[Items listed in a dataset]
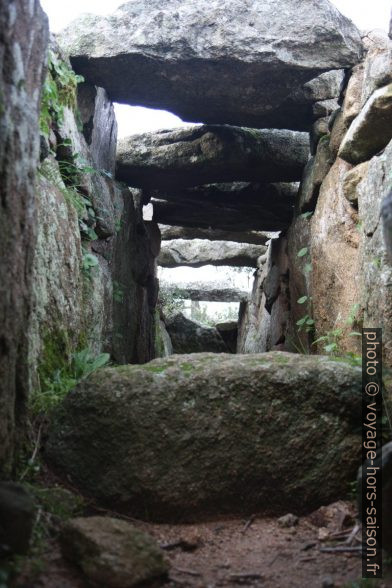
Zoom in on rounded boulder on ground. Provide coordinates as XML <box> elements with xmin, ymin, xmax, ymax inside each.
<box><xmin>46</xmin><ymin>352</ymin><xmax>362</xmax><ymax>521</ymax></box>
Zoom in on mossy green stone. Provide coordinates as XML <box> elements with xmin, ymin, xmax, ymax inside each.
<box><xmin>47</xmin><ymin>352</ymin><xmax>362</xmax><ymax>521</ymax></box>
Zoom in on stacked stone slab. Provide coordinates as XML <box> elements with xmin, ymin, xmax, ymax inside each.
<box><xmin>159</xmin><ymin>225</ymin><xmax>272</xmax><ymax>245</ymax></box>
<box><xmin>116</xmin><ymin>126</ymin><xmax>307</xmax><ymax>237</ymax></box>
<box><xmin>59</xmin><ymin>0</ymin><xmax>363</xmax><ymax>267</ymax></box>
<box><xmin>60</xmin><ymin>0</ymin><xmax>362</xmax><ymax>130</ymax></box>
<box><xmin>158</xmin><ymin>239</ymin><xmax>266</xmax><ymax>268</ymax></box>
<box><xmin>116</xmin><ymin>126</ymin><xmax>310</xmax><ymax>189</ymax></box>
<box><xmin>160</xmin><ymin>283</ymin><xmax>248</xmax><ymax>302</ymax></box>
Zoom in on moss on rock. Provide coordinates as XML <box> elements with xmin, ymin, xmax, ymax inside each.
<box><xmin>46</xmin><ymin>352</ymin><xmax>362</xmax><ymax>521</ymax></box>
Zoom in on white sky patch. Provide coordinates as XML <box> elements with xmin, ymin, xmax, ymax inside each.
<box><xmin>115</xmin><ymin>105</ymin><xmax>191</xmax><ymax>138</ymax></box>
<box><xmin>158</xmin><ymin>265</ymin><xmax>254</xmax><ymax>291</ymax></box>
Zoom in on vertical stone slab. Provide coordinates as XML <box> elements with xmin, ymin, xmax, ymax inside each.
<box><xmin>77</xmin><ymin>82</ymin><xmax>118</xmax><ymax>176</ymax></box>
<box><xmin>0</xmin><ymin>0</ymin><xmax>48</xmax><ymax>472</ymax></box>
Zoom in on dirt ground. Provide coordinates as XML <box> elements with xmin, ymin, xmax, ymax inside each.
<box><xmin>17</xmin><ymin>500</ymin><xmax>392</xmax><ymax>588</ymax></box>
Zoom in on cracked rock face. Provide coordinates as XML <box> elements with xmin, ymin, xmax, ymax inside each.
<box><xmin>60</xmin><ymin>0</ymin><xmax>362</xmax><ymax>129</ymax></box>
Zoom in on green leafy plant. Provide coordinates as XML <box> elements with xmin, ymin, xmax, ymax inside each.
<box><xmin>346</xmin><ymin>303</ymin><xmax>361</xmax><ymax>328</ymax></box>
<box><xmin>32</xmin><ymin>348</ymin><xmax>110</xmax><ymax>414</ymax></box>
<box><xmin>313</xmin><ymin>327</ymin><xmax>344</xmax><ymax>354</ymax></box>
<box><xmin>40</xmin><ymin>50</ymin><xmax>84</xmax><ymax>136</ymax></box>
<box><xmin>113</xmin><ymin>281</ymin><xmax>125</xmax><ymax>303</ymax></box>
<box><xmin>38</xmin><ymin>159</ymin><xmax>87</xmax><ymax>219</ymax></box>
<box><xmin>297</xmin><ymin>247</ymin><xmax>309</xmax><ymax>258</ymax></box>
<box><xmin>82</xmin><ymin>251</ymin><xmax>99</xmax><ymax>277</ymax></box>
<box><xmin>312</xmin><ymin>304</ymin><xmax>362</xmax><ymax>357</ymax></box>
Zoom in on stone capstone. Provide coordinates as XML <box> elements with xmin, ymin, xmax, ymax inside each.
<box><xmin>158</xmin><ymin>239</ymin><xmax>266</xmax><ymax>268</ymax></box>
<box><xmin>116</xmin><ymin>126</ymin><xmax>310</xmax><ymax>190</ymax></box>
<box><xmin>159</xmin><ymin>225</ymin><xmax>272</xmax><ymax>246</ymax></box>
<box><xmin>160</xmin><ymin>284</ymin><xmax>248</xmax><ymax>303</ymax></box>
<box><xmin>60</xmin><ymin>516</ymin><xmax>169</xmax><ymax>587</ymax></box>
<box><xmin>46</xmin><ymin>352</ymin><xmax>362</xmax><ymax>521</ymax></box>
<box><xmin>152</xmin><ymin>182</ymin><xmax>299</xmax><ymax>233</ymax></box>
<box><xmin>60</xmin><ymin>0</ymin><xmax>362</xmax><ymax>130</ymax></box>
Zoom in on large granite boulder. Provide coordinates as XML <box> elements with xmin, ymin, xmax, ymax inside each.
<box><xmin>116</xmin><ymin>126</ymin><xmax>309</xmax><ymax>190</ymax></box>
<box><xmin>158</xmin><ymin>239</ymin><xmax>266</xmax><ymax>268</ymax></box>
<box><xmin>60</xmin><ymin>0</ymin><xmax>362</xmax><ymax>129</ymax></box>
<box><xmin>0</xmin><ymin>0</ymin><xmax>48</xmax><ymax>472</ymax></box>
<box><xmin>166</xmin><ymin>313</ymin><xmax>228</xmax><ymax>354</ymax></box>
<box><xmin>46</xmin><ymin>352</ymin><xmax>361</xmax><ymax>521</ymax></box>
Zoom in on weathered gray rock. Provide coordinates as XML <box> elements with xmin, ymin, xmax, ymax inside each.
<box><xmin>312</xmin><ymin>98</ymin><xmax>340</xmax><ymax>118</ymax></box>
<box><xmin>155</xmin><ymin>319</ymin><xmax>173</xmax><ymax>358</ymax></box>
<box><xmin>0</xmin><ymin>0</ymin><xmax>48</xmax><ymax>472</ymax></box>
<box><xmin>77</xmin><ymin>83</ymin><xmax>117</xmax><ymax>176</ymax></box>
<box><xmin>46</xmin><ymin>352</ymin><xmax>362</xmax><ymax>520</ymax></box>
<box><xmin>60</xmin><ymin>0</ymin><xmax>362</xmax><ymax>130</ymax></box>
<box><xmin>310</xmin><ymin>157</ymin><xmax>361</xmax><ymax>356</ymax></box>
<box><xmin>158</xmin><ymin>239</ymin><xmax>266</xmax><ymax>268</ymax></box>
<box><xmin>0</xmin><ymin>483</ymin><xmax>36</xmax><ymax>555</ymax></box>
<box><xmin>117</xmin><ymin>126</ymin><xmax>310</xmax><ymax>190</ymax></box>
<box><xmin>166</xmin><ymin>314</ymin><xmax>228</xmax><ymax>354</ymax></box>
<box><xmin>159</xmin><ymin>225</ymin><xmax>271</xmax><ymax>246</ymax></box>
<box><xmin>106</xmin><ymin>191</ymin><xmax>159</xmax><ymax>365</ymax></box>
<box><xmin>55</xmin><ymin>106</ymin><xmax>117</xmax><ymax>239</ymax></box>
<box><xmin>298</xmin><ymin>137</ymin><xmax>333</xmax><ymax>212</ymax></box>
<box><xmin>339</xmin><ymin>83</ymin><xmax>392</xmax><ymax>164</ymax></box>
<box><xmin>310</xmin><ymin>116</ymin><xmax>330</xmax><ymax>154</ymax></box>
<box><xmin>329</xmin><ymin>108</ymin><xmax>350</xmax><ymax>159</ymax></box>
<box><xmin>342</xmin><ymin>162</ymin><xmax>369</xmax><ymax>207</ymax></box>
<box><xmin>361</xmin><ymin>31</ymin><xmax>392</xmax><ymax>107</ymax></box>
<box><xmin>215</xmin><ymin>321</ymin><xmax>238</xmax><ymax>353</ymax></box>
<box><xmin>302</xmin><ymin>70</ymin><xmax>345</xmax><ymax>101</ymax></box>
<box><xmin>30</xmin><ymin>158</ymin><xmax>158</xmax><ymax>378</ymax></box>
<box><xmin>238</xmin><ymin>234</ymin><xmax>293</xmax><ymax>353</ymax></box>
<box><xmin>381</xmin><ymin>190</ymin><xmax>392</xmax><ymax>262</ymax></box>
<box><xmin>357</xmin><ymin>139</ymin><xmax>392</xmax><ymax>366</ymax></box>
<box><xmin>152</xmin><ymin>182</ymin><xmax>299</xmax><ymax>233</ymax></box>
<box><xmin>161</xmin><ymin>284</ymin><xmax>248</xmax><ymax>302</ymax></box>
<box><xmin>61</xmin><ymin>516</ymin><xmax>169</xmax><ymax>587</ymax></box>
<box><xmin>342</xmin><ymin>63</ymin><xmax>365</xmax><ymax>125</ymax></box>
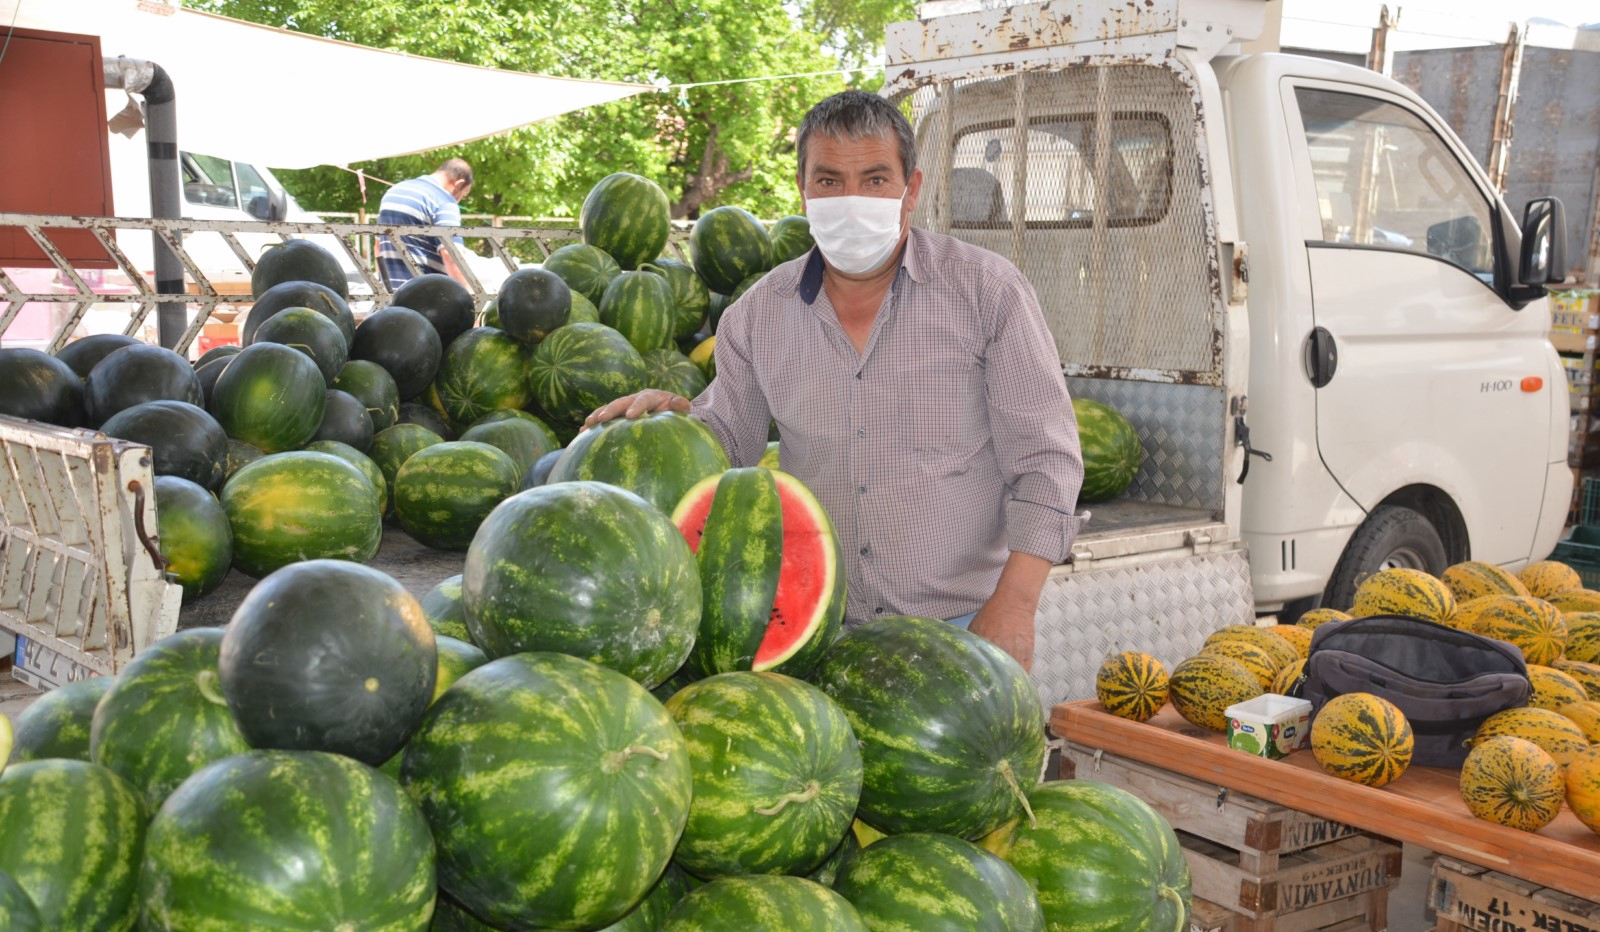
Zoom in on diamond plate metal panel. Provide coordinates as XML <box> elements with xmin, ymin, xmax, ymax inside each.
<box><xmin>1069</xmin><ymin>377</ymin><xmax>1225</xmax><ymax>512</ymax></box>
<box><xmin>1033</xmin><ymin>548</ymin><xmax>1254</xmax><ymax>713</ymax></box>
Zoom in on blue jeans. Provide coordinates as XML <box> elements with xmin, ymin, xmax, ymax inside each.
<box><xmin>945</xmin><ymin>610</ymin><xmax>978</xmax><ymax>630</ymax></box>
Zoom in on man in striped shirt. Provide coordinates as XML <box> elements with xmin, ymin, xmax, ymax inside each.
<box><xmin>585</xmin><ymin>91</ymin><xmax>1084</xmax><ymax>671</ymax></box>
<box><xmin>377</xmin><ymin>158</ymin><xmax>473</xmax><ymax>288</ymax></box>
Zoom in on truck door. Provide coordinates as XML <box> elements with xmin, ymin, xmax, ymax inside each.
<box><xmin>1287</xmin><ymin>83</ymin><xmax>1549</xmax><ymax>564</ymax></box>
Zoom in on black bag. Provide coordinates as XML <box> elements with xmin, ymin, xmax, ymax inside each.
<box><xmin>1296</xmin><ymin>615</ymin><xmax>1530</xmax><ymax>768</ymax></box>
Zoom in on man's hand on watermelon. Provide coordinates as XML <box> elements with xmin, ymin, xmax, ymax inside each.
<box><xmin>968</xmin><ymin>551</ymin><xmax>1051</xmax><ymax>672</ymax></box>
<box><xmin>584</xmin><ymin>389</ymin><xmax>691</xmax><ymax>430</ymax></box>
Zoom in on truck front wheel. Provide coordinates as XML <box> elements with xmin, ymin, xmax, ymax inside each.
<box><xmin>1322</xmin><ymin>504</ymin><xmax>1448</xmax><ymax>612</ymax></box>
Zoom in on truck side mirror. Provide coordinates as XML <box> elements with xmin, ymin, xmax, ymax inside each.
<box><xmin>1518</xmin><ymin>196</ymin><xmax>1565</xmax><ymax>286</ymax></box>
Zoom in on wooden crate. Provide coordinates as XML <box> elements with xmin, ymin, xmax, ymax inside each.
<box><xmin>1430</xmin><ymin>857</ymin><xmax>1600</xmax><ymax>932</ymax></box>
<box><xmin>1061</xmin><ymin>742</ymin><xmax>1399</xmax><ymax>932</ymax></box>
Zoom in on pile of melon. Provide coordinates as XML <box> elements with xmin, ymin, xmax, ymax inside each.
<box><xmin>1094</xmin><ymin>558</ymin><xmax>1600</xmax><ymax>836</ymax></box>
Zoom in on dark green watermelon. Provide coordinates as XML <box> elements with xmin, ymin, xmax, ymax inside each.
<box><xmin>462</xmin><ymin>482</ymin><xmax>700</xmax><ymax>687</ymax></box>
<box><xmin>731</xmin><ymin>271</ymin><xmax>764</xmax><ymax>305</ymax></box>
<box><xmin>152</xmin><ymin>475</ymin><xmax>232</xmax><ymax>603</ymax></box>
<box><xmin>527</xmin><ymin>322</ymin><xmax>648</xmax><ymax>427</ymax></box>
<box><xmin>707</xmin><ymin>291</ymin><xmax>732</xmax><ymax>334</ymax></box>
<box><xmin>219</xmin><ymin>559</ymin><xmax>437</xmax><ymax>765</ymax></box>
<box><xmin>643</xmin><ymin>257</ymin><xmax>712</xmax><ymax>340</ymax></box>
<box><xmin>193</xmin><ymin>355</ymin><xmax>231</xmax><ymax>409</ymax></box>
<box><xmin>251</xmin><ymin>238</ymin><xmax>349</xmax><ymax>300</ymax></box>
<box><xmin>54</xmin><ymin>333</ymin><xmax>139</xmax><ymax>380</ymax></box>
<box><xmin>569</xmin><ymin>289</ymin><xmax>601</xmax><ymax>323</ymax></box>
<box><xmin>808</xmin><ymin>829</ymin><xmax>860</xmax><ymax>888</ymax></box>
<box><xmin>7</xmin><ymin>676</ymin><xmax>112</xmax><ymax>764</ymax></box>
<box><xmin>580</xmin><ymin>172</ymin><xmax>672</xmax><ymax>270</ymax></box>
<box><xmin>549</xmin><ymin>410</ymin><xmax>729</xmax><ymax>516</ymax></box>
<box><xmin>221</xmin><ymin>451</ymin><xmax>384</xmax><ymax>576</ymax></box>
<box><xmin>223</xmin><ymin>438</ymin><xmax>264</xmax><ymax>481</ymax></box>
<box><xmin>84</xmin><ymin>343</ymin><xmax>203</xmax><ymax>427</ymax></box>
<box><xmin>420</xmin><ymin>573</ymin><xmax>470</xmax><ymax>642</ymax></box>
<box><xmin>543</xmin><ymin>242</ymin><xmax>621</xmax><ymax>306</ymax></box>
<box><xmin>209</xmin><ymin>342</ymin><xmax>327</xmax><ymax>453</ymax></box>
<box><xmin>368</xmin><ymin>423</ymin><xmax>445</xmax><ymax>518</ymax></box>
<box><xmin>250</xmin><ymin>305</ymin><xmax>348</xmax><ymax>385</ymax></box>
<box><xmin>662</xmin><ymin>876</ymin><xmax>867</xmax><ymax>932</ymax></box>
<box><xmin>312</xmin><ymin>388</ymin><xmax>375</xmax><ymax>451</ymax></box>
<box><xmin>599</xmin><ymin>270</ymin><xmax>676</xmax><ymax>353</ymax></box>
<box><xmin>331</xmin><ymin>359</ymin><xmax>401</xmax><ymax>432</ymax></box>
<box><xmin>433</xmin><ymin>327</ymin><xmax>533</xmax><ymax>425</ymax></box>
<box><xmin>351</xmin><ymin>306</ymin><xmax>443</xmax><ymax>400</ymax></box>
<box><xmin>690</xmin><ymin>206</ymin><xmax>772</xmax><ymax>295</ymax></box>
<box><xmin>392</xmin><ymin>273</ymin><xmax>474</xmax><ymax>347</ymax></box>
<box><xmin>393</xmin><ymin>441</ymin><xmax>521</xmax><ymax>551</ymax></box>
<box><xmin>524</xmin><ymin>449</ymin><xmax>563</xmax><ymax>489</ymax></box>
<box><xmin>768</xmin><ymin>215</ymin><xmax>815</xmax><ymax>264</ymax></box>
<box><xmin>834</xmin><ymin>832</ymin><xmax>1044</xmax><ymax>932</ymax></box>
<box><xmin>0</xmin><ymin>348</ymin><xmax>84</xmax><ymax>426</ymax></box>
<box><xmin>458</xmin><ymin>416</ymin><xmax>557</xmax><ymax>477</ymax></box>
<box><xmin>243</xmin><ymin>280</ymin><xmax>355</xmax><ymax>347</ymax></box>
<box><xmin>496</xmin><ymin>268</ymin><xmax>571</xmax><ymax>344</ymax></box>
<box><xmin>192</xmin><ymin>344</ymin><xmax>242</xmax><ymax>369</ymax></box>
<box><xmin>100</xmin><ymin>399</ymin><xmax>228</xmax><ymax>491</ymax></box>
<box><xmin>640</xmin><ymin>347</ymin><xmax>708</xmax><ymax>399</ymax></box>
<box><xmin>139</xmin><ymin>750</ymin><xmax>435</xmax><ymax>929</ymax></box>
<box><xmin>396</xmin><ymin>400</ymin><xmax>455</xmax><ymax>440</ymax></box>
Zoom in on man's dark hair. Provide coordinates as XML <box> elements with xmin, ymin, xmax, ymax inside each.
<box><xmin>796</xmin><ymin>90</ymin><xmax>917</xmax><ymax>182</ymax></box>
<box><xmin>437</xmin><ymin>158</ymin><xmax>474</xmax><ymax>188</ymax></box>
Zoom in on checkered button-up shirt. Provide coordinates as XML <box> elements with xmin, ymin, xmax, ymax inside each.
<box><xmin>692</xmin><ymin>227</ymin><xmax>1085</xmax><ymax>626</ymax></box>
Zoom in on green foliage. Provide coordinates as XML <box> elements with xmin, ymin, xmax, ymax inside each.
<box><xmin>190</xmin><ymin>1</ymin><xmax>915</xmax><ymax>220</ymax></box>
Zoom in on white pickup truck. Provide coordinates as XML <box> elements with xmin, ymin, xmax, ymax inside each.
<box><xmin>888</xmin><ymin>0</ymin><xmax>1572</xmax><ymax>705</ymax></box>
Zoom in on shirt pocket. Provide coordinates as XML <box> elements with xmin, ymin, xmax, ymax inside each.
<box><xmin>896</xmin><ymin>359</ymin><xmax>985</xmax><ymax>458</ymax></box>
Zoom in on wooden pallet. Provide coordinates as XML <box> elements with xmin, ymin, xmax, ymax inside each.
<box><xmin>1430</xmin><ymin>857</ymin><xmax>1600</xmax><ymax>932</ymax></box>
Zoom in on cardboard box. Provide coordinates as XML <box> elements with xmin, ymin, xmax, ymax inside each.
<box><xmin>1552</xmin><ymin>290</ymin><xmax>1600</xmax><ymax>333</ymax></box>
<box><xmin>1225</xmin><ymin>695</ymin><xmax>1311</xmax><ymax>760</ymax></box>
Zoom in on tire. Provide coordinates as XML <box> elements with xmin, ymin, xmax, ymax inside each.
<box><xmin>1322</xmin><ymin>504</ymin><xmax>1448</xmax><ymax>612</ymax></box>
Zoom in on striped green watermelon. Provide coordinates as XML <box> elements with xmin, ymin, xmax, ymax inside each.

• **To do**:
Only this range is to be output: the line that contains "Zoom in on cardboard" through the last line of the records above, both inclusive.

• **Exercise solution**:
Zoom in on cardboard box. Provide coordinates as XML <box> elements with xmin, ymin, xmax, ymax inside each.
<box><xmin>1552</xmin><ymin>290</ymin><xmax>1600</xmax><ymax>333</ymax></box>
<box><xmin>1225</xmin><ymin>695</ymin><xmax>1311</xmax><ymax>760</ymax></box>
Zoom in on tire. Provide coordinates as XML <box> elements with xmin, ymin, xmax, ymax inside each.
<box><xmin>1322</xmin><ymin>504</ymin><xmax>1448</xmax><ymax>612</ymax></box>
Zoom in on striped green watermelon. Provide coordinates as XML <box> elements with xmin, ymin, xmax, ymax inside each.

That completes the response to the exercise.